-- TASK INPUT --
####################

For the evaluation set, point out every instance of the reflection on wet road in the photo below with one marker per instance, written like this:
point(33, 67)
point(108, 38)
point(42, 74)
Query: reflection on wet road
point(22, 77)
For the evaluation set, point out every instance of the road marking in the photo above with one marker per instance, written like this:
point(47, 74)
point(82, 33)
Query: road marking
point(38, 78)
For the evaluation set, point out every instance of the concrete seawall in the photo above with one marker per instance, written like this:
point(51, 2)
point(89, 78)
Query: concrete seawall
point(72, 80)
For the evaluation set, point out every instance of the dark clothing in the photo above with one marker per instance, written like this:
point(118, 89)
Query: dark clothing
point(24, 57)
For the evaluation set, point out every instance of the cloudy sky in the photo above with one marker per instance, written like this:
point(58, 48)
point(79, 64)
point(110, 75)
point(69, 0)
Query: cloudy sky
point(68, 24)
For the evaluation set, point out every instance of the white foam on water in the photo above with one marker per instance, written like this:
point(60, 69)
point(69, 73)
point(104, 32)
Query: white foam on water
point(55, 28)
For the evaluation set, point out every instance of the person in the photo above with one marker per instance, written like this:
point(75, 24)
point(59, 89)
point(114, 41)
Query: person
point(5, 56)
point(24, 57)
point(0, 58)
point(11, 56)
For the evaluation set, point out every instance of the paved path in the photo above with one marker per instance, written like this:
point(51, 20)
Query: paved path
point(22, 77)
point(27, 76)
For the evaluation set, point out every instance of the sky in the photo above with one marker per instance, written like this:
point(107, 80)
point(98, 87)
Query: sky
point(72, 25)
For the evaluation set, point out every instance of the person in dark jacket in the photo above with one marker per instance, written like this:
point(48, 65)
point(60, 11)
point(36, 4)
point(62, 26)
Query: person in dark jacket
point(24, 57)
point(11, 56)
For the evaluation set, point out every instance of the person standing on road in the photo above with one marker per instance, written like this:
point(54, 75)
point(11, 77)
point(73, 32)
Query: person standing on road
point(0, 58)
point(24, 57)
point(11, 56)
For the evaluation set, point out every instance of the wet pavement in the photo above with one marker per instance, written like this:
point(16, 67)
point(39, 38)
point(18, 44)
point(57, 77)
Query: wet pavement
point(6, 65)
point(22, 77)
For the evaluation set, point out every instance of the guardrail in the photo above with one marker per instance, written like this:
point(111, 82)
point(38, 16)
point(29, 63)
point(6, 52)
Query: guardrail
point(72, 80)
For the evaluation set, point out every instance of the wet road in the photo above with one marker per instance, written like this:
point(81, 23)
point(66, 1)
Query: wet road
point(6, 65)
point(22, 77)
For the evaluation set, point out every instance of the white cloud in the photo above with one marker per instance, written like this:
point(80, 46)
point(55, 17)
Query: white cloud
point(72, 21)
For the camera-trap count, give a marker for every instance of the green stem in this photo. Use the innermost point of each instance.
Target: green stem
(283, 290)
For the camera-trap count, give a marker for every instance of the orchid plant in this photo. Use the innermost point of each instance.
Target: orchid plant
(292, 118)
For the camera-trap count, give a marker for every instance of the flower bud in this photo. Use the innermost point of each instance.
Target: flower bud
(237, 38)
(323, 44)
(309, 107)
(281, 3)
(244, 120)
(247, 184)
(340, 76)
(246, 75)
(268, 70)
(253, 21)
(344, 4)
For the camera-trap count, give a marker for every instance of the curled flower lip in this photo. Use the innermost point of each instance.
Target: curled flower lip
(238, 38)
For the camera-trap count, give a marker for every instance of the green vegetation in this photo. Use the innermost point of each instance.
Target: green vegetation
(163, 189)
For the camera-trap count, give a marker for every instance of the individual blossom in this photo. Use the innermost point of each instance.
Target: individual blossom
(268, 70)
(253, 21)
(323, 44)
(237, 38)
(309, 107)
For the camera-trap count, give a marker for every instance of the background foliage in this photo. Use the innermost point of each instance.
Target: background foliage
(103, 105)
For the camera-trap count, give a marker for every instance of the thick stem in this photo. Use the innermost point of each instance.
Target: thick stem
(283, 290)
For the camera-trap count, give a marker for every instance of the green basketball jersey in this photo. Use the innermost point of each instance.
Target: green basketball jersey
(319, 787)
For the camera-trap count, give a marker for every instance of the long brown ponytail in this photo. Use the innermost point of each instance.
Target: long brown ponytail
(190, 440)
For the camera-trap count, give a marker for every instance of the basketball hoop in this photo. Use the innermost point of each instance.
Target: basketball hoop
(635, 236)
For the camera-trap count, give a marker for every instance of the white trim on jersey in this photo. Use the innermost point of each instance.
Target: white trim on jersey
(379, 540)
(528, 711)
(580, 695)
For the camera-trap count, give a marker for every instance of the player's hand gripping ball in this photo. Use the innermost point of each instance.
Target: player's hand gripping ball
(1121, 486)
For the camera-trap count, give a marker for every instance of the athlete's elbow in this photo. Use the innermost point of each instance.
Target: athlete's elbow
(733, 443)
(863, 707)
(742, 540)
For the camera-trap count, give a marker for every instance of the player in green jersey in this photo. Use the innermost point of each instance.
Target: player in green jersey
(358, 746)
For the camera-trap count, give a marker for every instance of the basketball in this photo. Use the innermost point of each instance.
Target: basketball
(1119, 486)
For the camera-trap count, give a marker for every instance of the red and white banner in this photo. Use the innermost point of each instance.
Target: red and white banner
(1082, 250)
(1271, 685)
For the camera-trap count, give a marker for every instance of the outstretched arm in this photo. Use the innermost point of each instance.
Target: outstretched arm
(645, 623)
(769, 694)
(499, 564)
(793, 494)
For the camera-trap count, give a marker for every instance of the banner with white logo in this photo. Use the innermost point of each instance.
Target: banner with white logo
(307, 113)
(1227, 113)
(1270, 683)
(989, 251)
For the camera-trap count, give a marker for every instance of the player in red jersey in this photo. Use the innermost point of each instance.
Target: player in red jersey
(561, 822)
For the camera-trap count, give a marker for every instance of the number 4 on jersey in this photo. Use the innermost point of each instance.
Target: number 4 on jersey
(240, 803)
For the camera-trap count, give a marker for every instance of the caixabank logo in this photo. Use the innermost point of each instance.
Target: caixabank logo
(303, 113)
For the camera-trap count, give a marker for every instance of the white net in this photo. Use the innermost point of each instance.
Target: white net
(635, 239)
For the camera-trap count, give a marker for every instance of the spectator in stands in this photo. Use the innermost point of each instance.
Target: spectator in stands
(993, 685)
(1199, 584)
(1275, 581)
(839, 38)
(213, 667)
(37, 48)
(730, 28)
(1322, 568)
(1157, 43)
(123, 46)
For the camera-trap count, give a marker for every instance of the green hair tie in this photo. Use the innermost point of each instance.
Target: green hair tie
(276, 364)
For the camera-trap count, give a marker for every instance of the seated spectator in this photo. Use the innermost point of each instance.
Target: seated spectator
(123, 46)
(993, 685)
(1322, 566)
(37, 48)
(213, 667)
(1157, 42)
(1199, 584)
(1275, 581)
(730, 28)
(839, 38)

####################

-- DESCRIPTION OF THE TASK --
Copy all of the entries above, line for line and word for word.

-- RESULT OF THE EXERCISE --
For the evaluation set, point out every instance of the reflection on wet road in the photo below with one marker per instance, written like this:
point(33, 67)
point(108, 38)
point(42, 74)
Query: reflection on wet road
point(22, 77)
For the evaluation set, point out every instance of the road marking in the photo above with one marker per instance, written like this:
point(47, 74)
point(82, 33)
Query: road marking
point(38, 78)
For the evaluation set, point out every instance of the concrete seawall in the photo above with one marker per instance, written like this:
point(51, 2)
point(89, 78)
Query: concrete seawall
point(72, 80)
For the evaluation set, point out every instance of the dark clothing in the photo above with one marker per instance, written like this:
point(118, 89)
Query: dark clothing
point(24, 57)
For the evaluation set, point out every instance of the cloudy sky in the photo above with one marker per instance, written like this:
point(58, 48)
point(79, 64)
point(110, 75)
point(69, 0)
Query: cloudy sky
point(68, 24)
For the evaluation set, point out every instance of the white foam on water in the photo above with one marker per instance, written like this:
point(60, 69)
point(69, 73)
point(104, 32)
Query: white foam on water
point(55, 28)
For the evaluation set, point out every instance of the person in the photo above with one marker per instance, written like this:
point(75, 24)
point(59, 89)
point(114, 41)
Query: person
point(5, 56)
point(24, 57)
point(0, 58)
point(11, 56)
For the evaluation set, point out every instance of the paved path in the photo above with one marker per instance, written like this:
point(51, 20)
Query: paved path
point(22, 77)
point(27, 76)
For the evaluation set, point out every instance of the sky in the photo above with one marker per instance, written like this:
point(107, 80)
point(98, 87)
Query: sky
point(72, 25)
For the evaluation set, point out every instance of the person in dark jacket in the photo above with one marker per instance, written like this:
point(48, 65)
point(60, 11)
point(36, 4)
point(62, 26)
Query: person in dark jacket
point(24, 57)
point(11, 56)
For the evaluation set, point out every instance of the person standing on road in the photo above with one marker per instance, written like this:
point(54, 75)
point(11, 77)
point(73, 32)
Query: person standing on road
point(0, 58)
point(24, 57)
point(11, 56)
For the evaluation set, point out every instance of the wet pavement in the photo above with one marker per instance, written like this:
point(16, 67)
point(39, 38)
point(18, 44)
point(57, 77)
Query: wet pavement
point(6, 65)
point(22, 77)
For the evaluation set, point out every instance of the guardrail in the photo above with one marker per instance, written like this:
point(111, 82)
point(38, 16)
point(29, 63)
point(6, 52)
Query: guardrail
point(72, 80)
For the evaluation set, point out every instance of the wet road in the photo above with one marker per instance, written like this:
point(81, 23)
point(66, 1)
Query: wet road
point(6, 65)
point(22, 77)
For the evaluation set, point out every instance of the white cloud in the photo above with one marker per instance, written like this:
point(80, 46)
point(55, 17)
Query: white cloud
point(72, 21)
For the camera-trap count, give a marker for every instance of the green stem in this photo. Use the innermost point of each instance.
Target: green stem
(283, 290)
For the camera-trap count, give a marker for every instance of the orchid plant in this photo. Use the innermost point of each instance.
Target: orchid plant
(292, 118)
For the camera-trap count, give a marker for every instance of the flower bud in this photo. Use the innermost point of each instance.
Target: flower bud
(237, 38)
(323, 44)
(309, 107)
(281, 3)
(244, 120)
(247, 184)
(340, 76)
(246, 75)
(268, 70)
(253, 21)
(344, 4)
For the camera-trap count, give a marker for every instance of the curled flower lip in this photo. Use the innermost point of each instance.
Target: curled flower lip
(238, 38)
For the camera-trap count, give a marker for every instance of the green vegetation in this photo. Use the innermost point of each instance.
Target: green vegetation
(163, 189)
For the camera-trap count, give a marker for every instance of the individual blossom in this photo. Use the innermost point of each instance.
Target: individual blossom
(268, 70)
(253, 21)
(323, 44)
(237, 38)
(309, 107)
For the camera-trap count, give a marker for every instance of the background foliage in this photo. Use the innermost point of each instance.
Target: background foliage
(103, 105)
For the camera-trap count, give a marker for every instance of the thick stem in this photo. Use the innermost point of each instance.
Target: thick stem
(283, 290)
For the camera-trap count, give a marker for every instance of the green basketball jersey in this photo. Use the innermost point of each instance.
Target: green basketball jersey
(319, 787)
For the camera-trap count, give a marker for every instance of the long brown ponytail in this photo. Use the innermost point of each instance.
Target: long brown ponytail
(190, 440)
For the camera-trap count, give a marker for every instance of the basketball hoop in this photo. Use the innermost point of each instance.
Target: basketball hoop
(635, 236)
For the camera-trap count, give a marker for every instance of the white trim on jersey in this photo. Use the innermost point of each instance.
Target: white trim on jersey
(379, 540)
(528, 711)
(580, 695)
For the camera-trap count, give a marker for every instance of the player's hand gripping ball in this photo. Use the innermost point of each instance.
Target: player's hand gripping ball
(1121, 486)
For the camera-trap count, give a marker for every instance of the athlete's elbow in this photo. Use the innermost point of each instance.
Target: athlete's elbow
(733, 443)
(863, 707)
(742, 540)
For the camera-trap count, give a marker for every instance of the player in green jersey in this photo. Use the innermost point of each instance.
Target: player in green jersey
(358, 746)
For the camera-trap count, give a marker for every instance of the basketball in this photo. Use the innermost point of each instance.
Target: basketball
(1119, 486)
For the camera-trap count, give a marker for every instance of the red and white banner in this photo. Use the innermost point of each instance.
Target: red and white banner
(1082, 250)
(1271, 685)
For the camera-trap count, give a marker for every instance of the outstretched arm in this photo. Use the innermost point of each instance.
Target: outstretched arm
(645, 623)
(769, 694)
(499, 564)
(793, 494)
For the camera-trap count, give a marker for every instance of the banner with white logo in this photo. Use the innermost point of each instance.
Target: banner with white logo
(307, 113)
(1227, 113)
(1270, 683)
(989, 251)
For the camera-trap count, give a marker for every instance of the player in red jersey in this photo. Use the innermost point of each instance.
Target: player in red jersey
(561, 822)
For the camera-trap count, give a marker for every instance of the number 4 on jersey in this photo. Use the innermost point of each instance.
Target: number 4 on jersey
(240, 803)
For the camera-trap count, give a marker for every instance of the caixabank logo in this photo. Use the innermost point of each instance.
Target: caixabank logo
(303, 113)
For the camera-trap count, give a marker for every instance of the white net in this photo. Use the innermost point of each instance.
Target: white net
(635, 239)
For the camera-trap count, give a marker for every instance of the spectator in stands in this photo. Use the innermost point of each instance.
Target: spectator in stands
(993, 685)
(1199, 584)
(1275, 581)
(839, 38)
(213, 667)
(37, 48)
(730, 28)
(1322, 568)
(1157, 43)
(123, 46)
For the camera-trap count, give a marker for every instance of the green hair tie in this photo. Use the innermost point of each instance.
Target: green hair tie
(276, 364)
For the camera-trap count, give a marker for every instance of the seated spectator in this photo. Use the innermost point of each instance.
Target: seated spectator
(123, 46)
(993, 685)
(1322, 566)
(37, 48)
(213, 667)
(1157, 42)
(1199, 584)
(1275, 581)
(730, 28)
(839, 38)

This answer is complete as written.